Also two dogs should never share the same crate its a personal space for each of them.


----------



## gunnergundog (20 January 2011)

Firstly, get someone very experienced to come and assess which is the stronger of the two bitches......it's amazing the number of times the owner thinks it's dog A and in fact it's dog B!  Once you have ascertained that, then you can start a program of reinforcing that dogs status, by feeding it first, paying it attention first etc etc.  If this begins to show some results then it may be worth speying the under-dog in order to make the status gap even bigger.

All of this MAY work.  However, your dogs are VERY close in age and the saying is 'dogs fight for breeding rights and bitches fight for breathing rights.'  Certainly, I would NOT be leaving these two alone unsupervised at all at present and it just MAY be that your options end up being either dividing your house so that the two terriers never meet or deciding to rehome one of them. 

Whatever you do, do not spey both of them, nor get even one of them speyed without getting an experienced behaviourist to verify that you are choosing the correct one.  It's not always a case of pup pushing boundaries and trying to usurp mum, so therefore spey mum and all is resolved.


----------



## Bens_Mum (20 January 2011)

Dthank you for all the brilliant advice. I had no idea about the crates so will definately pick another up tonight and keep them seperate. Can anyone recommend a dog behaviourist in derby area?


----------



## CAYLA (20 January 2011)

This is a very commaon scenario and as suggested by Jendie the younger is now maturing and stepping up her rank.
I personally would never do the whole feed first, stroke first scenario, to be it can actually cause more problems an instigate further aggression/domainance as their is still a rank to climb be it sooner or later, it should simply be you (leader) then dogs eaqual.
There is nothign worse then bitch fighting and it's hard to stop, but by being firm and reprimanding the instigator you will get ontop of it, esp when you are there, otherwise crate one and leave one out but still within the pack area, where the rott and other terrier would sleep.
My dogs share crates, if I need to crate my whips when I have boarders in they snuggle together, however some I would never crate together.

Don't give them an extra reason to start a fight, i.e. toys/posessions, generally fighting will escualte to a scrap erupting asoon as excitement is initiated, or a human walks into the pack, so if your dogs currently get excited at your arrival, then tone it down, no touch, talk or eye contact when u come home or fussing and greeting of any dog, learn them all to be calmer in general and respect a few rules, reprimand them formly for other unwanted behaviour so they get to understand your use a reprimand and learn them what the consuiquence of an action/unwanted behaviour is.
Watch for body language, and step in where u can before it esculates, find your "voice" your angry........ I wont take no **** voice, and remove the aggressor from the room for time out, and use your "no" or "leave it", you should get to the stage where your voice alone will have them scatter, but in the meantime haul the aggressor out of the room, give them 5 mins out then let them re enter the room without a word said if the other dog moves towards the re entering dog then use your voice "get back now", never perminantly keep them apart as this will heighten the aggression towards one another, only when u are out.


----------



## CorvusCorax (20 January 2011)

*DATASET ROWS*:
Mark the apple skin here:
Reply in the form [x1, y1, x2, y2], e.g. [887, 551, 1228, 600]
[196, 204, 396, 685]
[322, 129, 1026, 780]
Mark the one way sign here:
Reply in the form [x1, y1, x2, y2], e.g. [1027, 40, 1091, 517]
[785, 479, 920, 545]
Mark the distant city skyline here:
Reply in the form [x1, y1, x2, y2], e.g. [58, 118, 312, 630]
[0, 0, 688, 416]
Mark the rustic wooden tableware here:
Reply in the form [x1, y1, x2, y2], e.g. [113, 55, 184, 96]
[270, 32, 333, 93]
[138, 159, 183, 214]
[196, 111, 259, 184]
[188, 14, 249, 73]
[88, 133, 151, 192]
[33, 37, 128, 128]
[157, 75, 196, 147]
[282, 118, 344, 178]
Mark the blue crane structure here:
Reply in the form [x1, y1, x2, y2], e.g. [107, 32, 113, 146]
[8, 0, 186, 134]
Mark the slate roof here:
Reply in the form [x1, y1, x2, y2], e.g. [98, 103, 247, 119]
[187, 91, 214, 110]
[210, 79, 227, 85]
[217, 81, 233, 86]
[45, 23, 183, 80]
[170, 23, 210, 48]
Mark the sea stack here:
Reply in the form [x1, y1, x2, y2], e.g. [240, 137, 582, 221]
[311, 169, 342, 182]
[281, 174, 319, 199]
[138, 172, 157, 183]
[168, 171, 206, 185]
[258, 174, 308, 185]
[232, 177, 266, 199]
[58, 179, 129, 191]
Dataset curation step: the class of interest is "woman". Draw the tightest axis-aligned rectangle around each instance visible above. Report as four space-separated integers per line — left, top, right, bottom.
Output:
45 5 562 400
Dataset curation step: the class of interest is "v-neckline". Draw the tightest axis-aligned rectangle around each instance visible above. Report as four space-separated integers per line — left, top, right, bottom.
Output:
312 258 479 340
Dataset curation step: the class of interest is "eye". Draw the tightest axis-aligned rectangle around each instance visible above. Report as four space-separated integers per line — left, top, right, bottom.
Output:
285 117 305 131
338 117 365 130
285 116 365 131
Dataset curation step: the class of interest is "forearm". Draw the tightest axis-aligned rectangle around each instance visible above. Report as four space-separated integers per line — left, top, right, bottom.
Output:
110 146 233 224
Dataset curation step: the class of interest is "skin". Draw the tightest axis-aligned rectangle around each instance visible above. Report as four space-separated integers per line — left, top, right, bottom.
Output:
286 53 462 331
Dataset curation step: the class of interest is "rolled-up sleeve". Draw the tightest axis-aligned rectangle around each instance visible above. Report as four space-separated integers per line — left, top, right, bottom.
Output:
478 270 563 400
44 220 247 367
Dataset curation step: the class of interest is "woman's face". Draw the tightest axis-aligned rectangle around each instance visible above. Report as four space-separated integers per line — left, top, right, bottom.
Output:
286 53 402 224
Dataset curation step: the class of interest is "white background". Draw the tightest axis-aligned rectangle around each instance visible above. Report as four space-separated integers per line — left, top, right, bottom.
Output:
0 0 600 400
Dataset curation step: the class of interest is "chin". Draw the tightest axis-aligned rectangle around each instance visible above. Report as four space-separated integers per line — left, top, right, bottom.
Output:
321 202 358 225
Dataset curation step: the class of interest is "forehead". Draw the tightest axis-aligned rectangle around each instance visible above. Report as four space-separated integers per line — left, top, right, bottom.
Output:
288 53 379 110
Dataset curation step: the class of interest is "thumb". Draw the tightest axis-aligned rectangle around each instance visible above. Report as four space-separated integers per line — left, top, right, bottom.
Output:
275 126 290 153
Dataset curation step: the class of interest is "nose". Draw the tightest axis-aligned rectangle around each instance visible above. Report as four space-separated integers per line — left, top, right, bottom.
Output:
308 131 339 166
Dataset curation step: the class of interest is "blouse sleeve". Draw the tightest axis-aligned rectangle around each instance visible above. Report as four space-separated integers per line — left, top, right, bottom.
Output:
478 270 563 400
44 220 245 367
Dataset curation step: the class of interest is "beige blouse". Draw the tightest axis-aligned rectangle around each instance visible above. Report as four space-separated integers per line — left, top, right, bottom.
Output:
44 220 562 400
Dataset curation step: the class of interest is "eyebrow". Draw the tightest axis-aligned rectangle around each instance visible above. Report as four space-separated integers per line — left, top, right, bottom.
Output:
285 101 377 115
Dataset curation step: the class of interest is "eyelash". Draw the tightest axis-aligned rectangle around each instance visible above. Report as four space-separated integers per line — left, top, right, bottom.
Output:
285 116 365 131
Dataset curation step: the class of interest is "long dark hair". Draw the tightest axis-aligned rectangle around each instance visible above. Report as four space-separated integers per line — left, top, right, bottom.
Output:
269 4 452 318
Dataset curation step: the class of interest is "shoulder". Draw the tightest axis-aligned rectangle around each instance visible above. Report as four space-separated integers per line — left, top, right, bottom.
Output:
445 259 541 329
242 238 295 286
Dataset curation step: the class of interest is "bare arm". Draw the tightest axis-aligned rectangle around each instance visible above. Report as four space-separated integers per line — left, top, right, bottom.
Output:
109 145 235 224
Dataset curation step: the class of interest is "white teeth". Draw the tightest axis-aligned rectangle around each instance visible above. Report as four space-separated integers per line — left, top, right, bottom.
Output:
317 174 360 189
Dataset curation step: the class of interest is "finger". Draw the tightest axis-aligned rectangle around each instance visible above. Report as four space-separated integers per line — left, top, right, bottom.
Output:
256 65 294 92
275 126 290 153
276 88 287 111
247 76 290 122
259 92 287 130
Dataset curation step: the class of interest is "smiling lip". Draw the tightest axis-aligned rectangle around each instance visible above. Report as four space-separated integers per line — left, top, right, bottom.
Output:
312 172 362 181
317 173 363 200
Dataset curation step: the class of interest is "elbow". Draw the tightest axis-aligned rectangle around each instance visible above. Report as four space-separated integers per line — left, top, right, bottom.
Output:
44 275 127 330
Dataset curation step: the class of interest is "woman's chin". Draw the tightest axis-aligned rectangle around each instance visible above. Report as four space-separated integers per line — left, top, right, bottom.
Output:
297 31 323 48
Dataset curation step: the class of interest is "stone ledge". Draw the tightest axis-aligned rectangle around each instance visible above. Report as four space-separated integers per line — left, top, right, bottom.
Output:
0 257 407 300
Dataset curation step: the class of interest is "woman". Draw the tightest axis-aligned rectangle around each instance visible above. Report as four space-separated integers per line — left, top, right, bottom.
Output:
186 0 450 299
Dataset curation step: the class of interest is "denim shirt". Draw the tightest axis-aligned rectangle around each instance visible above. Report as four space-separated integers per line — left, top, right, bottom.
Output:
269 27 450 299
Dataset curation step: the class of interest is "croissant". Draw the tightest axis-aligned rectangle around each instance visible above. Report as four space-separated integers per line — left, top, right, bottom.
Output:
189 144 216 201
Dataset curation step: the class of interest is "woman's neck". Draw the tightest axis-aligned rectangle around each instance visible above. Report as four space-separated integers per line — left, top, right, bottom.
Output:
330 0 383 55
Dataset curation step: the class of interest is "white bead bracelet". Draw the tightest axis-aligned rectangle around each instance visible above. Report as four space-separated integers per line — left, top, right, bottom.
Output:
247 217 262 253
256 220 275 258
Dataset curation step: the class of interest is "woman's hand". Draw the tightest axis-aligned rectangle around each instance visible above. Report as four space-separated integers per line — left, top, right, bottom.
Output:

*SET TASK 1*:
Retype the part of the forum thread on the two feuding terriers starting at "Watch for body" and ending at "CorvusCorax (20 January 2011)".
*SET TASK 2*:
Continue the forum thread on the two feuding terriers from the point where it stops.

*REPLY 1*:
Watch for body language, and step in where u can before it esculates, find your "voice" your angry........ I wont take no **** voice, and remove the aggressor from the room for time out, and use your "no" or "leave it", you should get to the stage where your voice alone will have them scatter, but in the meantime haul the aggressor out of the room, give them 5 mins out then let them re enter the room without a word said if the other dog moves towards the re entering dog then use your voice "get back now", never perminantly keep them apart as this will heighten the aggression towards one another, only when u are out.


----------



## CorvusCorax (20 January 2011)

*REPLY 2*:
That's why they're called bitches! Nothing to add to the good advice already given, just be assertive and don't take any nonsense.


----------



## Ranyhyn (21 January 2011)

Agree about the "voice"...  nowerdays if I swear, my dogs scarper 

Might've only stubbed my toe but they think they've done something wrong!


----------



## Bens_Mum (21 January 2011)

Last night I Took all your advice and kept them separate. They are still having a g at each other from inside the crates (separate). This mening in the garden they were ok but still snappy. I'm going to call some dog behavuorists today and see what they say but they don't seem to be dropping it!


----------



## SamanthaG (21 January 2011)

It wont stop over night, and often wont go away completly but it can be managed, a lot of poeple with a number of dogs (myself included) expect at least one fight now and then and its usually the bitches.


----------



## Bens_Mum (21 January 2011)

They are realy grumbling at each other, heckles up etc. The younger keeps nipping at her mothers neck (appears playful) this seems to be the trigger and she just won't pack it up. Mother comes across as the agressor but im wondering if its this nipping behavior thats dominant? The younger is the only one with heckles up but is making a whining noise with it? Hopefully one of the dog behaviorists will call back. Thanks again everyone!


----------



## echodomino (21 January 2011)

My two JRT girlies are mother and daughter and they hate each other. I had Mouse back when she was 9months old, Millie would have been about 3, they were fine at first. They started scrapping on walks, I'd throw a stick or ball or something and Millie would start on Mouse. So I stopped doing that. Then I'd take them swimming and Millie would start on Mouse. So separated them and it's safer obviously but it's made things worse. Now both of them will start and sometimes it's over nothing. I can still walk them together but Millie has to stay on a lead or she starts on Mouse and they have to be caged separately in the car.


Which is why now Mouse lives with my parents, it's just not worth the risk as both have had numerous trips to the vets and one time we nearly lost Mouse through shock.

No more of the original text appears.